__VORLIEGENDER TEXT__.
>>>

Schulvorlagen gegen den Sparkurs
10.05.2019 BaselbietAm 19. Mai entscheiden die Stimmbürger über zwei Bildungsinitiativen
sda. Am 19. Mai wird im Baselbiet über zwei Bildungsinitiativen des Lehrerinnen- und Lehrervereins Baselland (LVB) abgestimmt, die sich gegen eine Schwächung der Schulen richten. ...
Am 19. Mai entscheiden die Stimmbürger über zwei Bildungsinitiativen
sda. Am 19. Mai wird im Baselbiet über zwei Bildungsinitiativen des Lehrerinnen- und Lehrervereins Baselland (LVB) abgestimmt, die sich gegen eine Schwächung der Schulen richten. Auslöser der Volksbegehren ist der Sparkurs der Regierung in den vergangenen Jahren.
Mit der Initiative «Bildungsressourcen gerecht verteilen und für das Wesentliche einsetzen!» sollen die Grundansprüche der schulischen Infrastruktur im Bildungsgesetz verankert werden. Verlangt werden verbindliche Regeln im Fall von neuen Sparmassnahmen.

<<<

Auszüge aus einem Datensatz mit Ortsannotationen
>>>

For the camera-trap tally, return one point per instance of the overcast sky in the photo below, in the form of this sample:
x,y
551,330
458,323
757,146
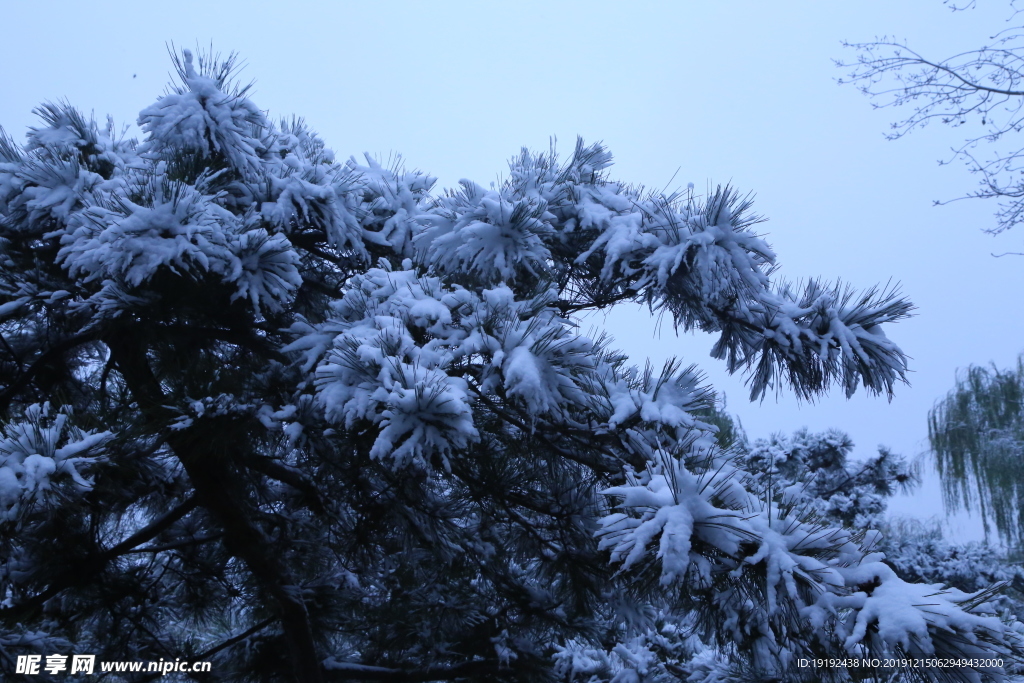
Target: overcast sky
x,y
739,92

<<<

__AUFGABENZIEL__.
Stimmen die Aussagen (a) bis (c) mit dem Text über die Bildungsinitiativen überein? Antworte jeweils mit Ja oder Nein und zitiere die entscheidenden Worte aus dem Text wörtlich.
(a) Die beiden Initiativen stammen vom Lehrerinnen- und Lehrerverein Baselland.
(b) Die Abstimmung über die Initiativen findet am 10. Mai statt.
(c) Eine der Initiativen verlangt verbindliche Regeln für den Fall neuer Sparmassnahmen.

__LÖSUNG DER AUFGABE__.
(a) Ja: „zwei Bildungsinitiativen des Lehrerinnen- und Lehrervereins Baselland (LVB)“
(b) Nein: „Am 19. Mai wird im Baselbiet über zwei Bildungsinitiativen des Lehrerinnen- und Lehrervereins Baselland (LVB) abgestimmt“
(c) Ja: „Verlangt werden verbindliche Regeln im Fall von neuen Sparmassnahmen.“